-- Input records follows --

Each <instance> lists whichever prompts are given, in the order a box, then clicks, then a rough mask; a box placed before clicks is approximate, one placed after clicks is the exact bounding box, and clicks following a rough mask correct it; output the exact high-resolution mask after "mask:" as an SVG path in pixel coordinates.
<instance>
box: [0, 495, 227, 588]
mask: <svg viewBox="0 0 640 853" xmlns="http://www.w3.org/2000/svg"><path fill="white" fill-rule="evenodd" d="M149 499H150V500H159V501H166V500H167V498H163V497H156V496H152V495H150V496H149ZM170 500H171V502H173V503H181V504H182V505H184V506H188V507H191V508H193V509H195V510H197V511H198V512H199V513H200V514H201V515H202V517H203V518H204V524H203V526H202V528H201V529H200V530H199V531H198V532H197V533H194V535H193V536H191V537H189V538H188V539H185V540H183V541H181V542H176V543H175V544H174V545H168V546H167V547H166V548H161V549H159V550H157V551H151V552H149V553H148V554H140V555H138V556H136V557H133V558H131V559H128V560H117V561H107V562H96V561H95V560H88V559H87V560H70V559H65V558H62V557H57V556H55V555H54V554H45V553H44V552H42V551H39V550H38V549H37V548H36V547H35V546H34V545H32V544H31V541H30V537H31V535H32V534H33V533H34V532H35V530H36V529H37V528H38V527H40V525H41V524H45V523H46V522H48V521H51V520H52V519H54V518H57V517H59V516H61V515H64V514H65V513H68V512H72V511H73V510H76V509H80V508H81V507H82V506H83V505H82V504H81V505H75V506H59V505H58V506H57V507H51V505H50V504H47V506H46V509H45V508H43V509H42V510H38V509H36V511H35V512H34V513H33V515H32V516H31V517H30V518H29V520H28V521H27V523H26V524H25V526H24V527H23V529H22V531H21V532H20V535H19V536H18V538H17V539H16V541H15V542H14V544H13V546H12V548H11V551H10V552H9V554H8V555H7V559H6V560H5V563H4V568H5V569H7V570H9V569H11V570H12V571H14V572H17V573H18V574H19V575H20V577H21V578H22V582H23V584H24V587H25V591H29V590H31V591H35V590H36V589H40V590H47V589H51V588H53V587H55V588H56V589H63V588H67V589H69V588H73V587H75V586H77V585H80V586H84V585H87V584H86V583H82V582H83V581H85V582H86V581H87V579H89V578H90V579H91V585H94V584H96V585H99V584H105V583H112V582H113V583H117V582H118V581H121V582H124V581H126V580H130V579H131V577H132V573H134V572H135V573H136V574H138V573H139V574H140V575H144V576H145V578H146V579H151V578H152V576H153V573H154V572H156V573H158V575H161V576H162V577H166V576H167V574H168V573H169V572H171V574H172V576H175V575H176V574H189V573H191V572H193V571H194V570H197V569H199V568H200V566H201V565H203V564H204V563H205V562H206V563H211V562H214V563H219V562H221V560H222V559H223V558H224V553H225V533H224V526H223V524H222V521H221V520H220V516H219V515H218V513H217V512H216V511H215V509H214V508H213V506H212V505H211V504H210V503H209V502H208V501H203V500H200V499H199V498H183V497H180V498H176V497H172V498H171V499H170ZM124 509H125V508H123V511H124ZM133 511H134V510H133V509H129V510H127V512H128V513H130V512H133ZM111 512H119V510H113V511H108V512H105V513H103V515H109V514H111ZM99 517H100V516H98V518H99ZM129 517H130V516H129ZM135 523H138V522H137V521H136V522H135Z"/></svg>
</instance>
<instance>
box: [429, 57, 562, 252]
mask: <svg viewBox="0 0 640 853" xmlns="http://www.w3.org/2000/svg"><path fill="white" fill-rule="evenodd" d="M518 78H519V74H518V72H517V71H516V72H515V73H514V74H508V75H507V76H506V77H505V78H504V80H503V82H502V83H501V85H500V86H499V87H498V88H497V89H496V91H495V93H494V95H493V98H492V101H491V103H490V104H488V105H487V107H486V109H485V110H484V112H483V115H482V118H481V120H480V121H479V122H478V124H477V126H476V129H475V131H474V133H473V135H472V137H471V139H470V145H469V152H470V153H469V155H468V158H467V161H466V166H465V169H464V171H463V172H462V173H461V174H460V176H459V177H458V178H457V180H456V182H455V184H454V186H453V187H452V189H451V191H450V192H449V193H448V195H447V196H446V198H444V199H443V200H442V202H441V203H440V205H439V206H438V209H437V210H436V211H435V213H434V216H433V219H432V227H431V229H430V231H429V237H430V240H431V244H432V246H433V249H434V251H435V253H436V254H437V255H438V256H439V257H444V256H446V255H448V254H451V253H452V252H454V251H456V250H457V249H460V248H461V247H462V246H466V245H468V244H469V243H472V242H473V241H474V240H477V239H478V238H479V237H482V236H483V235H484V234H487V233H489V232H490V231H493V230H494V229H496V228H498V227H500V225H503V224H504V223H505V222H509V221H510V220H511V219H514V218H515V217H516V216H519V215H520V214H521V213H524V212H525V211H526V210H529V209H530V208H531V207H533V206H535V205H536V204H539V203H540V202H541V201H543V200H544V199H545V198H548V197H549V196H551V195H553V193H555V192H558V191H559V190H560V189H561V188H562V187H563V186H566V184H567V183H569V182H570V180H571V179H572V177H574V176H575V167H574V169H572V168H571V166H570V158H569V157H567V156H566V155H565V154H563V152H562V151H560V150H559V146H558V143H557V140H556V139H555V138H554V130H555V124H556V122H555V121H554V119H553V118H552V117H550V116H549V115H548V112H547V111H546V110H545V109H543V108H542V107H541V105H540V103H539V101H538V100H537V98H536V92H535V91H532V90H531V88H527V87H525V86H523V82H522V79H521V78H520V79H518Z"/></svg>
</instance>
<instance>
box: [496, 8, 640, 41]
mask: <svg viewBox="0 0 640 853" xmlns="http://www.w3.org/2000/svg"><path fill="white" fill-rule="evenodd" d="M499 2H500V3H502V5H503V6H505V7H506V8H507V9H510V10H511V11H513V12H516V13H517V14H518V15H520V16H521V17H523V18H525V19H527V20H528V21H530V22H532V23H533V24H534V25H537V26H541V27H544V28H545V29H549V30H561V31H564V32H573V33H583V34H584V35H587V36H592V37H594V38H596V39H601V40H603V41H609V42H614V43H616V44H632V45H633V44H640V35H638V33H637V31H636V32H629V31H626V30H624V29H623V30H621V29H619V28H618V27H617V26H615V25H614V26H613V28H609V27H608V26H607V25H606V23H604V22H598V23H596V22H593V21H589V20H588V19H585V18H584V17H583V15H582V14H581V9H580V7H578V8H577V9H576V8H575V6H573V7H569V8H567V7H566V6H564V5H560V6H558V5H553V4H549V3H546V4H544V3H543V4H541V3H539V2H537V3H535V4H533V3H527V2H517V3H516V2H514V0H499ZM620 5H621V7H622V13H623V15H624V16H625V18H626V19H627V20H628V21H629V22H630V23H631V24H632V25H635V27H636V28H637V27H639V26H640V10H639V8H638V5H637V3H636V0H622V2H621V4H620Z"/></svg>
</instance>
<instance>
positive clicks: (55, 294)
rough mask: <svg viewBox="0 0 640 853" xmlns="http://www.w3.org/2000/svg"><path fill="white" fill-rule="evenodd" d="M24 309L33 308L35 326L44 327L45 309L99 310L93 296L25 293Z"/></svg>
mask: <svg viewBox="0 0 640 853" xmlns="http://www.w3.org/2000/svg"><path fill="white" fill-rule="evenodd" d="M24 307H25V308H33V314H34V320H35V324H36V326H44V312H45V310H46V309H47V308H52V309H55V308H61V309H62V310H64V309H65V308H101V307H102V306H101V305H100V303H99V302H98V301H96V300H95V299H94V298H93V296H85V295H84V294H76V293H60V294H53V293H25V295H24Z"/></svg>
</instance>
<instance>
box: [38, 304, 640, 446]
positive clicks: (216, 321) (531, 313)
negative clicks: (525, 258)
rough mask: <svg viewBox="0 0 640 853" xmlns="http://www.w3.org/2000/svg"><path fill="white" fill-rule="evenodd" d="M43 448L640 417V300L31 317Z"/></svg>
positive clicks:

-- Input records concluded --

* _Exercise_: Please reproduce the data word for word, starting with its first line and going on through the line with "box: [0, 495, 227, 588]", including both of those lines.

* _Exercise response_:
Each <instance> lists whichever prompts are given, in the order a box, then clicks, then a rough mask; a box placed before clicks is approximate, one placed after clicks is the exact bounding box, and clicks following a rough mask correct it; output the exact high-resolution mask after "mask:" as an SVG path in pixel coordinates.
<instance>
box: [0, 495, 227, 588]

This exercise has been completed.